**EXTRACT TO READ**
Changes to the Regulations

In July 2023, we consulted on changes to the regulations aimed at addressing issues for lower intensity farming. The public submission period for this matter ran from 19 June to 16 July 2023.

Find out more about this public consultation

Changes to the Regulations include:

  • An exception from the map of low slope land for any land that is subject to the following arrangements, if that arrangement limits the number of stock used for grazing that land:
    • a concession document granted under Part 3B of the Conservation Act 1987 for the purpose of grazing stock on public conservation land
    • a pastoral lease, occupation licence, special lease, a discretionary pastoral activity, or an exemption from any stock limitation, within the meaning of the Crown Pastoral Land Act 1998
  • An exception from regulations 14 to 18 for the Upper Taieri Scroll Plain
  • An updated definition for permanent fences and clarification that low slope land does not include any land that exceeds 10 degrees in slope, despite being included in the map of low slope land.

These changes come into effect on Thursday 5 October 2023.

Read the updated Resource Management (Stock Exclusion) Amendment Regulations 2023 [New Zealand Legislation website]

Feedback received during consultation highlighted support for regulations that provide flexibility while still achieving desired outcomes. Further advice is being developed about transitioning the regulations into another legislative instrument to provide greater flexibility in future.

Map of low slope land

The low slope land map shows areas of low slope where beef cattle and deer must be excluded from lakes and rivers over one metre wide and natural wetlands with an area more than 500 square metres, from 1 July 2025.

Referring expression data
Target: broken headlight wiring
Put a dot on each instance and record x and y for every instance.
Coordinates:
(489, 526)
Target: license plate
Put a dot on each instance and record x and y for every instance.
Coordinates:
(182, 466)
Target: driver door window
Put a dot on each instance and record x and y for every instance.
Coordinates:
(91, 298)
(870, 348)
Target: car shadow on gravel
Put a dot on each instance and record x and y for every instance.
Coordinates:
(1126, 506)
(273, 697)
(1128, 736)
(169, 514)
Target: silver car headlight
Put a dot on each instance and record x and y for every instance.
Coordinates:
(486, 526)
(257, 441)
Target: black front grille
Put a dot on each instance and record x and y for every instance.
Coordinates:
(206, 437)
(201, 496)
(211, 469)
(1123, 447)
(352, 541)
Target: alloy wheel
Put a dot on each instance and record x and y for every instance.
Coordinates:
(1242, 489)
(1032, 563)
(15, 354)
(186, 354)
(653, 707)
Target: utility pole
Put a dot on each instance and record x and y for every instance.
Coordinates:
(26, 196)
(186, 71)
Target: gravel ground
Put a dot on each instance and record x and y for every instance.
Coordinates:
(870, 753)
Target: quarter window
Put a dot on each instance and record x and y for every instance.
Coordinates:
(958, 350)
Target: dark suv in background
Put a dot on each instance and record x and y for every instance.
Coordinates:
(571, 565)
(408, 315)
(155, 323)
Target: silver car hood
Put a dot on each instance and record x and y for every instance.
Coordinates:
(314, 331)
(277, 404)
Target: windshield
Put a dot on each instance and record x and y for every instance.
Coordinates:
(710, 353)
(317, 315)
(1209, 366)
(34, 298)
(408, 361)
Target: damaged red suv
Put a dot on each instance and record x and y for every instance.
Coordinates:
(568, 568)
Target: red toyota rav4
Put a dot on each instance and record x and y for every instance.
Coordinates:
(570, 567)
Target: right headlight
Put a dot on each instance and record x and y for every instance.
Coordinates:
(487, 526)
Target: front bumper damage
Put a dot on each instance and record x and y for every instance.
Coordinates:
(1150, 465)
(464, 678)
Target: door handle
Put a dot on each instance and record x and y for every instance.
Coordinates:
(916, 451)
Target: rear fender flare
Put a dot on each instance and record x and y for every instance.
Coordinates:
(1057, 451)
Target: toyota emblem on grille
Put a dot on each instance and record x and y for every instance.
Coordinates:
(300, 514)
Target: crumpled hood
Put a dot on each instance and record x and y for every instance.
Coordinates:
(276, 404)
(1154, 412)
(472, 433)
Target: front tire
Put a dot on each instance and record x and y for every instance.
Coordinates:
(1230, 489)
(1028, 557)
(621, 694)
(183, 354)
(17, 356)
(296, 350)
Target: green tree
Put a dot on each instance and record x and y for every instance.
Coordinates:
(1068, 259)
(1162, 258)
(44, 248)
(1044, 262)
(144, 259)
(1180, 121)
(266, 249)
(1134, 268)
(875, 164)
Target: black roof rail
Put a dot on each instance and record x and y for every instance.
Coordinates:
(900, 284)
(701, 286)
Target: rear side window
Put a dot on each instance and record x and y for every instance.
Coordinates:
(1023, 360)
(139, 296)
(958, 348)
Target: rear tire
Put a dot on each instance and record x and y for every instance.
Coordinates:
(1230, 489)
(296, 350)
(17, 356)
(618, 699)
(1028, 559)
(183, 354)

**WHAT TO DO**
Resume the text on the changes to New Zealand's stock exclusion regulations, beginning after its final sentence on the low slope land map.

**RESPONSE BOX**
Changes to the Regulations have clarified that low slope land does not include any land that exceeds 10 degrees in slope, despite it being included in the map of low slope land.

Stock Exclusion in the Upper Taieri Scroll Plain, Otago

From 5 October 2023, the following requirements will no longer apply to the geographic area identified as the Upper Taieri Scroll Plain:

  • excluding non-intensively grazed beef cattle and deer from lakes and wide rivers on low slope land (regulations 14 and 15); and
  • excluding all stock from natural wetlands (regulations 16, 17 and 18). 

The Upper Taieri Scroll Plain is a meander system where the Taieri River meanders across vast flood plains and, due to variable water flows, has created diverse wetland habitats and oxbow lakes. It comprises of the Styx, the Maniototo Basins and the old Taieri Lake bed, which contain diverse wildlife and habitats that reflect the age, isolation, sediment regime and frequency of water flows and impoundments. The size and complexity of these wetlands mean they are unique and particularly challenging to exclude stock from.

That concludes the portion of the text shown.